Expediting literature screening with large language models: assessing the accuracy of different models

2024 Prague [Global Evidence Summit]

Chen Y¹, Zhang J²

¹Research Unit of Evidence-Based Evaluation and Guidelines, Chinese Academy of Medical Sciences, School of Basic Medical Sciences, Lanzhou University, Lanzhou , Gansu, China; Key Laboratory of Evidence Based Medicine of Gansu Province, Lanzhou , Gansu, China; WHO Collaborating Centre for Guideline Implementation and Knowledge Translation, Lanzhou , Gansu, China

²Evidence-based Medicine Center, School Of Basic Medical Sciences, Lanzhou University, Lanzhou, Gansu, China

Background
Literature screening, a cornerstone of developing systematic reviews and clinical practice guidelines (CPGs), entails identifying studies aligning with predefined eligibility criteria. The screening directly impacts the credibility and validity of the review or guideline. Conventional screening methods primarily rely on manual efforts, which is a time-consuming, repetitive process. However, the emergence of large language models (LLMs) powered by natural language processing (NLP) offers novel opportunities for streamlined and potentially more efficient literature screening.
Objectives
To compare the accuracy of different LLMs for literature screening.
Methods
We identified a published systematic review (SR) from high-quality medical literature. We checked that the SR reported its complete search strategy and provided the full results of the screening. We screened selected key literature databases using the same screening strategy as the original SR and extracted the titles and abstracts of the identified studies. Next, we used the following LLMs to process the extracted titles and abstracts: GPT-3.5, GPT-4, Gemini, ERNIE Bot (Wen Xin Yi Yan), and GLM-10B-Chinese. Furthermore, the results of screening were screened in full texts. We repeated the process 5 times using both Chinese and English prompts tailored to the original inclusion criteria of the SR. Finally, we evaluated and compared the reliability and validity of each LLM in performing the literature selection based on the results of the original SR.

**Supplied information:**
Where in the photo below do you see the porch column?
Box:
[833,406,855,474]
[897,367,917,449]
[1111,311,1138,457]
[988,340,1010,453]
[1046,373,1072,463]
* * *
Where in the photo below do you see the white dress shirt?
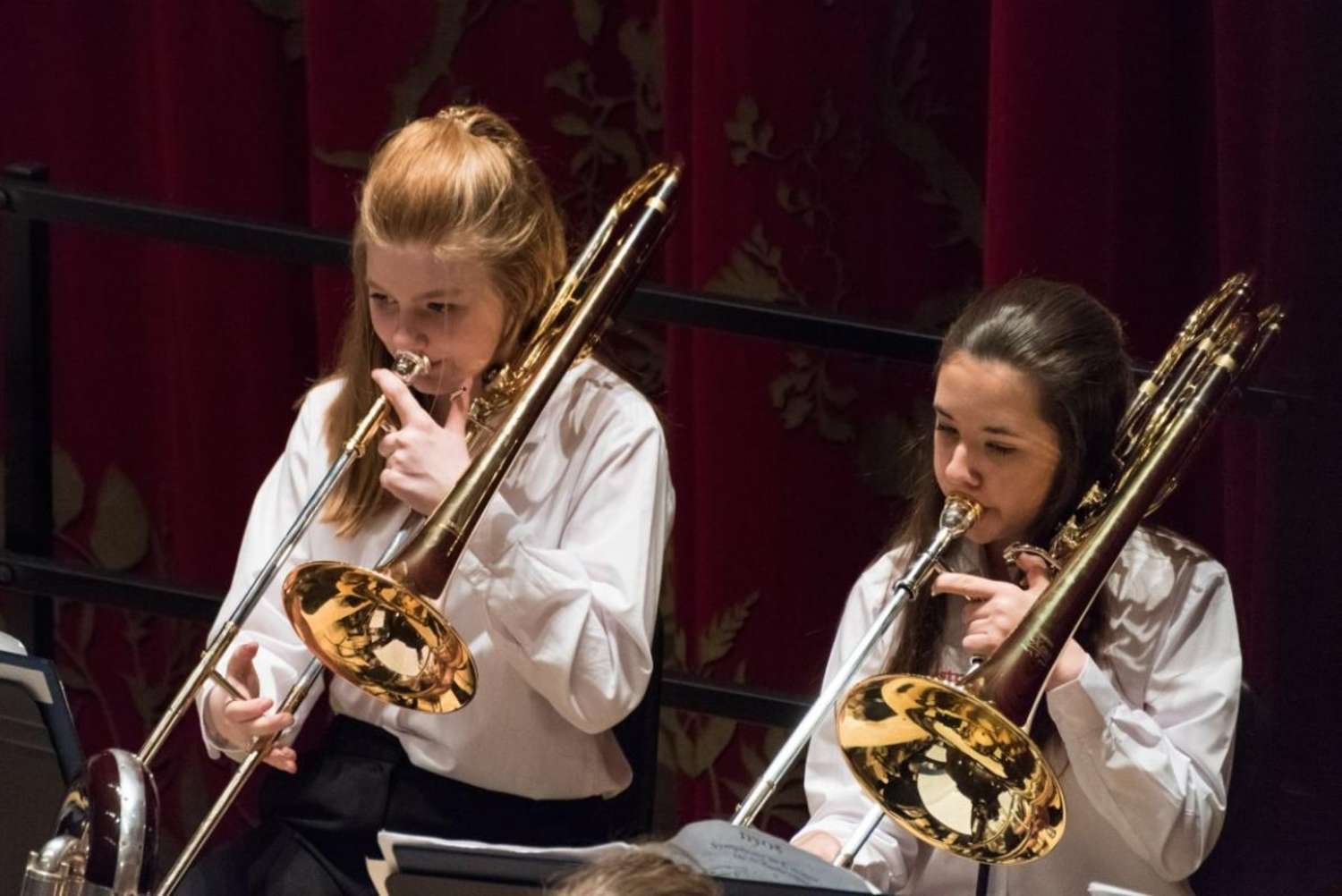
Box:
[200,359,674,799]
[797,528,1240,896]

**Activity A:**
Repeat word for word the part of the literature-screening abstract that begins at the words "²Evidence-based Medicine Center, School" and stops after the words "efficient literature screening.".
**Activity B:**
Go on with the abstract about literature screening with large language models, starting after its last sentence.

**Your response A:**
²Evidence-based Medicine Center, School Of Basic Medical Sciences, Lanzhou University, Lanzhou, Gansu, China

Background
Literature screening, a cornerstone of developing systematic reviews and clinical practice guidelines (CPGs), entails identifying studies aligning with predefined eligibility criteria. The screening directly impacts the credibility and validity of the review or guideline. Conventional screening methods primarily rely on manual efforts, which is a time-consuming, repetitive process. However, the emergence of large language models (LLMs) powered by natural language processing (NLP) offers novel opportunities for streamlined and potentially more efficient literature screening.

**Your response B:**
Results
We will present the results in detail in the Summit, including (1) the reliability of different LLMs for screening titles and abstracts and full texts; (2) the presence of differences between the results of different models and between using Chinese and English prompts; and (3) the presence of differences in the accuracy of different models for screening Chinese- and English-language literature.
Conclusions
This study provides insights about the reliability and validity of LLMs for selecting literature for SRs. We will analyze the advantages and shortcomings of LLM-based screening compared with traditional methods. Based on the results, we will propose recommendations for the optimized application of LLMs in literature screening that can ultimately accelerate the development of CPGs and allow patients to benefit from the latest evidence as early as possible.